- **What needs to be done**
Write out exactly the lines of the entries below, from the first through the line containing "Practice. Annotate every instance of the runner's leg", and nothing beyond them.

- **Input records**
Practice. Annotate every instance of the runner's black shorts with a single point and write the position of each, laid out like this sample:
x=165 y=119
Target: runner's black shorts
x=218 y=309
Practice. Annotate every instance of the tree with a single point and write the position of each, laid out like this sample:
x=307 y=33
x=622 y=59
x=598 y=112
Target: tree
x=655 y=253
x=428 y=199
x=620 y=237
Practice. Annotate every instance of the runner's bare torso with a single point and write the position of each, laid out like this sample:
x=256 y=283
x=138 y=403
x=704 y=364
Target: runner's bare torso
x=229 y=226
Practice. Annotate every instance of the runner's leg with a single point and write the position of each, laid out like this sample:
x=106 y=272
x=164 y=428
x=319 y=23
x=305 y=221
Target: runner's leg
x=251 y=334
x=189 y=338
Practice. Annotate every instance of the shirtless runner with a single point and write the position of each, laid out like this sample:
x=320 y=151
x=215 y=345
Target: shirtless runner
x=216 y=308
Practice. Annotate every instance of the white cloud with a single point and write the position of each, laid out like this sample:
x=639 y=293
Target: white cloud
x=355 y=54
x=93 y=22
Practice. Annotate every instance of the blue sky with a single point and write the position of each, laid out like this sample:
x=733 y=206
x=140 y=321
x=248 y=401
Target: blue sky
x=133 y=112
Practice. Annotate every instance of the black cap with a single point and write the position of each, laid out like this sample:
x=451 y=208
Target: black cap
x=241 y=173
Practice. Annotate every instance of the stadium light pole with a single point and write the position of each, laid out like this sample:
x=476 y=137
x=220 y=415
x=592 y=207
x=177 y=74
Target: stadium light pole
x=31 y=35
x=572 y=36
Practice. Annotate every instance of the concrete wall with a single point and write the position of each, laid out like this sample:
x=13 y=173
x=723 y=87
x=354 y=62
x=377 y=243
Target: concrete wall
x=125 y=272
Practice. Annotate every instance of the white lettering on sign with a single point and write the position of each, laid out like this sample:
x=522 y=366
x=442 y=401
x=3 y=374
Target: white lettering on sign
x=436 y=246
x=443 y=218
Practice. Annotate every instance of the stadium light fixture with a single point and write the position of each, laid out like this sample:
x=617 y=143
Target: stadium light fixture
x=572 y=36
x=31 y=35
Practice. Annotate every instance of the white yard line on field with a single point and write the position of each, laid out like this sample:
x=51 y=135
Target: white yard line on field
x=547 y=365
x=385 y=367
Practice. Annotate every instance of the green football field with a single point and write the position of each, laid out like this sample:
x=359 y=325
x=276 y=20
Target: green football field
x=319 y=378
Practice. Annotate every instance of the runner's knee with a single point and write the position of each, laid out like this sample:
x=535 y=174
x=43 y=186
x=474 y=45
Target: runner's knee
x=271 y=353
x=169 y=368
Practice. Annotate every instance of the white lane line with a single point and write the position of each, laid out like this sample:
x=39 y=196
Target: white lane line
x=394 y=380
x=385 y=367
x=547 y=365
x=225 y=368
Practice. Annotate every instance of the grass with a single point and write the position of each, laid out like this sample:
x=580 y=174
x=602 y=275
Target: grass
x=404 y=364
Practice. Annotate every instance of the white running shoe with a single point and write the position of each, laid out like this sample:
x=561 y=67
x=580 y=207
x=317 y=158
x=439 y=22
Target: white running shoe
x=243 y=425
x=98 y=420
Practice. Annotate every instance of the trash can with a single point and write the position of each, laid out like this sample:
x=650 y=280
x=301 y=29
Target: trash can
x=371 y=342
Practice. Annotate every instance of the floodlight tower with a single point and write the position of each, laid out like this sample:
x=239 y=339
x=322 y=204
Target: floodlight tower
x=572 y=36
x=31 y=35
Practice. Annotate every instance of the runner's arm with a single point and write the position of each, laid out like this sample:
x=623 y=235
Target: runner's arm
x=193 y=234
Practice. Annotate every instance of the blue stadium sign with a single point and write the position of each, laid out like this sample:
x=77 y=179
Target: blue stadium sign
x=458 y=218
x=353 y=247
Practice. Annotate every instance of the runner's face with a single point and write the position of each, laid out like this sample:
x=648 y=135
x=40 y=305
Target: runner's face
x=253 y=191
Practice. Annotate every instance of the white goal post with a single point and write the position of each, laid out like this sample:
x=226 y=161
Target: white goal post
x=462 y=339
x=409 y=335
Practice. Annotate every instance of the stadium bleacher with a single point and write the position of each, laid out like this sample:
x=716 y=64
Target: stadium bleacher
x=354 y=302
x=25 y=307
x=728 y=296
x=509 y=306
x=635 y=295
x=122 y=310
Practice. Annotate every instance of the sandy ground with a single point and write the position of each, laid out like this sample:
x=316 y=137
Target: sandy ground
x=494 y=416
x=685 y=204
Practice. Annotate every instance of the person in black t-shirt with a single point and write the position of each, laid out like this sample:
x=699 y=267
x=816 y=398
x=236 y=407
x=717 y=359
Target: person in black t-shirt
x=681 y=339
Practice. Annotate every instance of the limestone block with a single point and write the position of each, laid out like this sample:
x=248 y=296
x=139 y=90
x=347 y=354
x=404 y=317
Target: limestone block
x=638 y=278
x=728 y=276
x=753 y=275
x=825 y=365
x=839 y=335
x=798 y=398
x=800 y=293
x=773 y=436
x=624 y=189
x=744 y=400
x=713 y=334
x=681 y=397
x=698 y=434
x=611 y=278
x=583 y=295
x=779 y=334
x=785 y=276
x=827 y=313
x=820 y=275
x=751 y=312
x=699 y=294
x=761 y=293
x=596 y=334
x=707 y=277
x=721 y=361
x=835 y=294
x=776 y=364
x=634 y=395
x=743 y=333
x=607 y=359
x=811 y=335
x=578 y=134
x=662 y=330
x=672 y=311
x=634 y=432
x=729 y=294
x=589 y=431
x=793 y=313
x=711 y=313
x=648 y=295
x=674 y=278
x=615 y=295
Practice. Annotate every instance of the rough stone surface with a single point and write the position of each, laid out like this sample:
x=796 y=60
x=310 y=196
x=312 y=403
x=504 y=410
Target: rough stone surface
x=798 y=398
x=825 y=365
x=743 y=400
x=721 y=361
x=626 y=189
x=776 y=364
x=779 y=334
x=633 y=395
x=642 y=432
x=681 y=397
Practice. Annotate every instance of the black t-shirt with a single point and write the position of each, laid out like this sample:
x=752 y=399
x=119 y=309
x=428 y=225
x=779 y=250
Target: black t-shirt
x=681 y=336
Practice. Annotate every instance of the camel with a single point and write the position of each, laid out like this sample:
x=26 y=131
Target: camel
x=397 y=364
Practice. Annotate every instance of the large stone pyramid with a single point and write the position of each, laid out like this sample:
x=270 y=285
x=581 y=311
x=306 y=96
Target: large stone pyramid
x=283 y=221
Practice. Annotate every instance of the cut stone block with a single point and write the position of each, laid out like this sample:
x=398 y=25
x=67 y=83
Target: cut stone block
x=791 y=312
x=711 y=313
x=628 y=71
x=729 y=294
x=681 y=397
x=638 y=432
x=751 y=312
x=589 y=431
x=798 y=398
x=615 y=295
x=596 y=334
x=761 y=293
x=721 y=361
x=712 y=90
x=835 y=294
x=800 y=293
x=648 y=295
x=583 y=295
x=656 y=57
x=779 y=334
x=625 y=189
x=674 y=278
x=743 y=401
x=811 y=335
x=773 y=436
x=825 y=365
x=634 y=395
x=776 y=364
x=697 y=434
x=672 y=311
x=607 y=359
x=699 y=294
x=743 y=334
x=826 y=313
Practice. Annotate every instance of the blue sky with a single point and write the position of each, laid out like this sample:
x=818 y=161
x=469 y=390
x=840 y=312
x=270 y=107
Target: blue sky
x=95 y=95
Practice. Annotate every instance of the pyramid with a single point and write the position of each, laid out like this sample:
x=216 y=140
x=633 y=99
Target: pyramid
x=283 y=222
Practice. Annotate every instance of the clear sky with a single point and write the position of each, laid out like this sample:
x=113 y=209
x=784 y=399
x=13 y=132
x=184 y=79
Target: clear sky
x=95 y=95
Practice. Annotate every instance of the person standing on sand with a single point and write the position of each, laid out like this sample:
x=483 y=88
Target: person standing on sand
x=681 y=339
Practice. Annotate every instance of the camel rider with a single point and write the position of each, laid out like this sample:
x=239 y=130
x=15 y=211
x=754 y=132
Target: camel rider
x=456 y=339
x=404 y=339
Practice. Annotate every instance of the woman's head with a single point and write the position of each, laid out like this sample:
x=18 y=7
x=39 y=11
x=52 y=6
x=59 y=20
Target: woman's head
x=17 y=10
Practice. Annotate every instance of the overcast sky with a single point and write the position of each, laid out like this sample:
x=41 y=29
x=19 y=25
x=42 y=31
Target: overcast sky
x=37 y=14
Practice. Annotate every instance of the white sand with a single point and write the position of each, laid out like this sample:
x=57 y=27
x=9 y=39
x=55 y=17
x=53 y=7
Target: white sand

- **Result of this exercise**
Practice. Annotate every instance of the runner's black shorts with a single point and write the position of each, laid out like this sample:
x=165 y=119
Target: runner's black shorts
x=218 y=309
Practice. Annotate every instance of the tree with a single point and write the position of each, laid out like this sample:
x=307 y=33
x=622 y=59
x=598 y=112
Target: tree
x=655 y=253
x=428 y=199
x=620 y=237
Practice. Annotate every instance of the runner's bare torso with a single point and write the position of each, laid out like this sample:
x=256 y=283
x=138 y=403
x=704 y=364
Target: runner's bare torso
x=229 y=226
Practice. Annotate every instance of the runner's leg with a single point and write the position of each, laid out like this sample:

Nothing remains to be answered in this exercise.